§ **SHORT EXERCISE**
Find the line containing "Target: metal railing". Reproduce it and every line after it up to the end of the records, exactly as written.

[Entries taken from a collection]
>> Begin

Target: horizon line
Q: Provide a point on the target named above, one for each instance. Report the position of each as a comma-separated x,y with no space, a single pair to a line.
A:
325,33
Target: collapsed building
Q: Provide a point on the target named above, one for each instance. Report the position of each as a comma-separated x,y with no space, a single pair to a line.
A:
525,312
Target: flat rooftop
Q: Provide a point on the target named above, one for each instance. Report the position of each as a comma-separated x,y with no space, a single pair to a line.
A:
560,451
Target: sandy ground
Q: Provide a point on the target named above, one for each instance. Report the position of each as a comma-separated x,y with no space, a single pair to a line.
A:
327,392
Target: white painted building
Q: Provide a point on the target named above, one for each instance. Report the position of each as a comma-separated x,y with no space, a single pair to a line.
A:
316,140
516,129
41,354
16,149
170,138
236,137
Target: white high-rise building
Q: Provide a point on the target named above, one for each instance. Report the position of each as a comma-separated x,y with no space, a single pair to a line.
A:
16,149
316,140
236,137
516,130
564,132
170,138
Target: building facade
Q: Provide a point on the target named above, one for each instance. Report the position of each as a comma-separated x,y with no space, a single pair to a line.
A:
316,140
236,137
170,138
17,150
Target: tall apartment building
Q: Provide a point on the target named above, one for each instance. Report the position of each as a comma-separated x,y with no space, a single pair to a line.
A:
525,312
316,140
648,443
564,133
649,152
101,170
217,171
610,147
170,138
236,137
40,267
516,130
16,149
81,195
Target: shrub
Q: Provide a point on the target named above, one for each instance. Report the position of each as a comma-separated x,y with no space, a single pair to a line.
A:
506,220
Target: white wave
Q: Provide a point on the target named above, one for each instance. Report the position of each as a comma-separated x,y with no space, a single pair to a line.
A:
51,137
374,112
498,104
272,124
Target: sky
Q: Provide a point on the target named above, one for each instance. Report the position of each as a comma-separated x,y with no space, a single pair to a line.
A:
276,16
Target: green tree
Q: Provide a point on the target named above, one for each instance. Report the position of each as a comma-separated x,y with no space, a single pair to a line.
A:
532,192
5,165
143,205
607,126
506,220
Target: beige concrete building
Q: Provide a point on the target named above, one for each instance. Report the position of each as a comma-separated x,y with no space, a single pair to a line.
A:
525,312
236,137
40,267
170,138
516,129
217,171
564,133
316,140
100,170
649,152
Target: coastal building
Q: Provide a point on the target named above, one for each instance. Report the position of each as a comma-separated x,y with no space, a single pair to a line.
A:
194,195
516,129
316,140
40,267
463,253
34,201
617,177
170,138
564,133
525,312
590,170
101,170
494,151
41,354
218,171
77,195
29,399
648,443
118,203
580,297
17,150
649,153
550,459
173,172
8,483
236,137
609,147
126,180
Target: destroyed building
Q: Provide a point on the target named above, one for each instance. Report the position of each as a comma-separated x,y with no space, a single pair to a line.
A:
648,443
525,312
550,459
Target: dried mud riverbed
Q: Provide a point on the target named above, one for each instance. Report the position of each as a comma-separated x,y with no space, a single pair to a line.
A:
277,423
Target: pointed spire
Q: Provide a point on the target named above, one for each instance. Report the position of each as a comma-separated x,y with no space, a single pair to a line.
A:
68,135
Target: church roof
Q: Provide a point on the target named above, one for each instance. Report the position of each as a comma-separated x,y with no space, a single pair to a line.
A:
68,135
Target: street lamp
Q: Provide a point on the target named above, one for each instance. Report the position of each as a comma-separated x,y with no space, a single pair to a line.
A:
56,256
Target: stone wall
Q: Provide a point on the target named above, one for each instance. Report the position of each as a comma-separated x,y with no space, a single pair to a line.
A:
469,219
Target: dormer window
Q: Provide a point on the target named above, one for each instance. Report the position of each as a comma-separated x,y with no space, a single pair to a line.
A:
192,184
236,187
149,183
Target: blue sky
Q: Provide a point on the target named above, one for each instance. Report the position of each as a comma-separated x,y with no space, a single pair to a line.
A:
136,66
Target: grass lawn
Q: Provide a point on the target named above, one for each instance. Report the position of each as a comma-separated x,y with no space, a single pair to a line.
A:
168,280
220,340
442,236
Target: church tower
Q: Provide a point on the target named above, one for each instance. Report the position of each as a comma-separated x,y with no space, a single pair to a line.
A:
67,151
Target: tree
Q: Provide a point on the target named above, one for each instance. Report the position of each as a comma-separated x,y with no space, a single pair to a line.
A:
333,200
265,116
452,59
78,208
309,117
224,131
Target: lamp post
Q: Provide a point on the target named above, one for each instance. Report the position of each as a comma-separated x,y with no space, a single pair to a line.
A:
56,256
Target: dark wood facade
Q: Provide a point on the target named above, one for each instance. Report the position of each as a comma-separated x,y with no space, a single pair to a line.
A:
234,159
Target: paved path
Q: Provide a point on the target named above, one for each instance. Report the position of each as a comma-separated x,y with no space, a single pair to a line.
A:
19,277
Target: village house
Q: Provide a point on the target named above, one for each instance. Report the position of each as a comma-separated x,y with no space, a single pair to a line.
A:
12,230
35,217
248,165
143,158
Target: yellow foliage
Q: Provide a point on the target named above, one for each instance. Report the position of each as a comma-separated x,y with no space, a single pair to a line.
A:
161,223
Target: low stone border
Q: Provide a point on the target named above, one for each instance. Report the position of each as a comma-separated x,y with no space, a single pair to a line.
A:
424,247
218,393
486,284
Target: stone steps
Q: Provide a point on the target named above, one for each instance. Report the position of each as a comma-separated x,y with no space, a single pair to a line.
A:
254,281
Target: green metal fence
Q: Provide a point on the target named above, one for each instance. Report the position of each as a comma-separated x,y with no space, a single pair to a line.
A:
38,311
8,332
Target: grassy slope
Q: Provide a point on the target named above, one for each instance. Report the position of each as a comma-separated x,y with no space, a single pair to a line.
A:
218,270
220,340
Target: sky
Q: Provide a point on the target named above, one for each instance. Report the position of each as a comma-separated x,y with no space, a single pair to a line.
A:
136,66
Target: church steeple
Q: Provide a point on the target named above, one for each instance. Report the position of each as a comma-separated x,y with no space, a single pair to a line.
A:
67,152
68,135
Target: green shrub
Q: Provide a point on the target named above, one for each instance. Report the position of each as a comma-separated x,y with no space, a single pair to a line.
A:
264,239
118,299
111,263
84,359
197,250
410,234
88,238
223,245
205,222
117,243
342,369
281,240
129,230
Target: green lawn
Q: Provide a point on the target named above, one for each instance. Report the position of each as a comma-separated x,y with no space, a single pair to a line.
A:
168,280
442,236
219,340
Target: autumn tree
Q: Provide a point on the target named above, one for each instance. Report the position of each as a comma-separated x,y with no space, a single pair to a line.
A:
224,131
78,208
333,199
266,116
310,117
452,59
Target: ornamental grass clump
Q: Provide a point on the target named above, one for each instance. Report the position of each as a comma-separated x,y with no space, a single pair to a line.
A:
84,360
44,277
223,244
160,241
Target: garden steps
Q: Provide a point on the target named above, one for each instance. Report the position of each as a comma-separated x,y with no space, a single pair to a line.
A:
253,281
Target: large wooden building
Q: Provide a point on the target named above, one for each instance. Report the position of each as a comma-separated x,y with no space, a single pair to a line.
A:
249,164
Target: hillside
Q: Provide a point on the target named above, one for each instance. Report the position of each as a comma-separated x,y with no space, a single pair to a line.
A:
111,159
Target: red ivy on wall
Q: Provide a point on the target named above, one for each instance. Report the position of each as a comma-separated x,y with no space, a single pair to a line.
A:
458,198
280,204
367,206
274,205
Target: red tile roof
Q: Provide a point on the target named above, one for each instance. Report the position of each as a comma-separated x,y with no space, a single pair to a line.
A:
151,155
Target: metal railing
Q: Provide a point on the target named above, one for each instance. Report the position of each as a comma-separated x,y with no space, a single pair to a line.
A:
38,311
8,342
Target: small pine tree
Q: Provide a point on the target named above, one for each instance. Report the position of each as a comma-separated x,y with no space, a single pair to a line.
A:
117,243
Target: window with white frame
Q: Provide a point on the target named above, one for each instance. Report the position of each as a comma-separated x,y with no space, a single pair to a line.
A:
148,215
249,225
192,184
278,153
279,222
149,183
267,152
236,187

>> End

§ **WRITTEN SOLUTION**
Target: metal railing
Q: Provide a point on the target named above, one for each instance. Report the position of each as a comma-separated x,y with no space, a single pair to a line.
A:
38,311
8,342
Target: small pine tree
Q: Provide a point on the target named above, one for each instance. Report the position of each as a comma-separated x,y with no space, a single pair to a line.
A:
117,243
Target: window with white frame
Q: Provide a point on the target named above, one for each instance. Report the position of each as a comma-separated x,y with no space, a single pair to a line.
A:
148,215
249,225
192,184
278,153
279,222
149,183
267,152
236,187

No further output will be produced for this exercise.